> **Problem statement**:
Lay out every line of the entries below as a numbered list, skipping any blank lines.

> **Data excerpts**:
►

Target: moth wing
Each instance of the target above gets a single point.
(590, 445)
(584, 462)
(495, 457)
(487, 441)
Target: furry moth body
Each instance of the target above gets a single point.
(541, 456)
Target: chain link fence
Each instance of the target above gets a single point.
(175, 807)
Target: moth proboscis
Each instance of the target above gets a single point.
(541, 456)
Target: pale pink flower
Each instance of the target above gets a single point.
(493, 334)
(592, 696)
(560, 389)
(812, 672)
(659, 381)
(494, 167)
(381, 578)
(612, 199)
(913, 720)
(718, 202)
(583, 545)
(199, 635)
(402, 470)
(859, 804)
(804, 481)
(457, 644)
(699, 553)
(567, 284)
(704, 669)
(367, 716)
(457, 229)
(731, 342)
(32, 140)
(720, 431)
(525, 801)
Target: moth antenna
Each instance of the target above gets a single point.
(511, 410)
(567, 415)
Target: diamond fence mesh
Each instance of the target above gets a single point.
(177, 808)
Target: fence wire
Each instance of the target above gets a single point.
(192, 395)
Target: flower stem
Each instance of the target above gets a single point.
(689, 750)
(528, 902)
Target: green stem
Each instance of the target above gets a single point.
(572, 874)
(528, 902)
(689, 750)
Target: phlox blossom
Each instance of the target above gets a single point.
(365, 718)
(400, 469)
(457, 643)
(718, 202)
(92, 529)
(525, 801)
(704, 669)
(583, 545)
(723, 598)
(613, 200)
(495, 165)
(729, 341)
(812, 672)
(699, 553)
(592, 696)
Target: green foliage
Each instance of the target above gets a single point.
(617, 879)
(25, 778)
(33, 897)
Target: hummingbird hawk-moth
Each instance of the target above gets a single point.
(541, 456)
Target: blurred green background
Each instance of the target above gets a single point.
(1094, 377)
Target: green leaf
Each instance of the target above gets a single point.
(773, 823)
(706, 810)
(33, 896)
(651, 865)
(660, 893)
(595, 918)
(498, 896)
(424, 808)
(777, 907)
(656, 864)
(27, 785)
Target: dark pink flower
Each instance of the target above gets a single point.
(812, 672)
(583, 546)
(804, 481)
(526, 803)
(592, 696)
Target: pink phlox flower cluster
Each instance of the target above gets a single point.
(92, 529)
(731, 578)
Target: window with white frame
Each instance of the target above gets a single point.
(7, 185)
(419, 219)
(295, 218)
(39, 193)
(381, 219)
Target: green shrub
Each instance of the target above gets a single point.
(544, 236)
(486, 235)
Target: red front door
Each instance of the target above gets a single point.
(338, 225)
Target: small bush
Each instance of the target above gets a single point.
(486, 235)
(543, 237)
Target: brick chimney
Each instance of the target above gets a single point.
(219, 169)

◄

> **Complete response**:
1. Target: moth wing
2. Each instance of the target above gets a single point.
3. (590, 445)
4. (584, 462)
5. (495, 457)
6. (487, 441)
7. Target: furry moth body
8. Each instance of the target above gets a single point.
9. (541, 456)
10. Target: chain link fence
11. Each instance of the target above gets a single point.
12. (175, 807)
13. Target: moth proboscis
14. Each instance of the target above gets a single point.
15. (541, 456)
16. Target: pale pink flower
17. Each instance of the target above gets a single point.
18. (493, 334)
19. (592, 696)
20. (560, 389)
21. (812, 672)
22. (659, 381)
23. (494, 167)
24. (381, 578)
25. (612, 199)
26. (913, 720)
27. (718, 202)
28. (583, 545)
29. (199, 635)
30. (402, 470)
31. (859, 804)
32. (804, 481)
33. (457, 644)
34. (699, 553)
35. (567, 284)
36. (704, 669)
37. (367, 716)
38. (457, 229)
39. (731, 342)
40. (32, 140)
41. (720, 431)
42. (525, 801)
43. Target: moth antenna
44. Each instance of the target above gets a single point.
45. (511, 410)
46. (567, 415)
47. Target: diamond fence mesh
48. Each instance of the target above gets a single point.
49. (177, 808)
50. Target: fence wire
51. Each instance of the target above gets a single point.
52. (192, 395)
53. Target: flower stem
54. Each instance of the target above gets a single point.
55. (689, 750)
56. (528, 902)
57. Target: green stem
58. Each instance of the target above gets a single point.
59. (572, 874)
60. (528, 902)
61. (689, 750)
62. Target: phlox blossom
63. Each instance of the target above gets a single point.
64. (365, 718)
65. (400, 469)
66. (457, 643)
67. (718, 202)
68. (92, 529)
69. (525, 801)
70. (704, 669)
71. (583, 545)
72. (723, 598)
73. (613, 200)
74. (495, 165)
75. (729, 341)
76. (812, 672)
77. (699, 553)
78. (592, 696)
79. Target: green foliage
80. Each instance of the target above gets a single point.
81. (617, 879)
82. (25, 778)
83. (33, 897)
84. Target: hummingbird hawk-moth
85. Each instance of the target above gets a single point.
86. (541, 456)
87. Target: blurred green background
88. Each instance of the target above gets a single point.
89. (1094, 377)
90. Target: green leaf
91. Each instance of the target above gets a single point.
92. (773, 823)
93. (706, 810)
94. (33, 896)
95. (651, 865)
96. (660, 893)
97. (595, 918)
98. (498, 896)
99. (424, 808)
100. (777, 907)
101. (656, 864)
102. (27, 785)
103. Target: dark pink flower
104. Each instance of the target above gets a single point.
105. (812, 672)
106. (583, 546)
107. (804, 481)
108. (526, 803)
109. (592, 696)
110. Target: pink phlox flower cluster
111. Each instance of the target above gets a single point.
112. (92, 529)
113. (731, 578)
114. Target: window with white frame
115. Each instance of the target above gets a single point.
116. (7, 185)
117. (419, 219)
118. (295, 218)
119. (39, 193)
120. (381, 219)
121. Target: green shrub
122. Each instance of the target above gets a single point.
123. (544, 236)
124. (486, 235)
125. Target: red front door
126. Each instance of the target above gets a single point.
127. (338, 225)
128. Target: small bush
129. Each instance of the target above gets a single point.
130. (486, 235)
131. (543, 237)
132. Target: brick chimney
133. Each instance of the target above gets a single point.
134. (219, 169)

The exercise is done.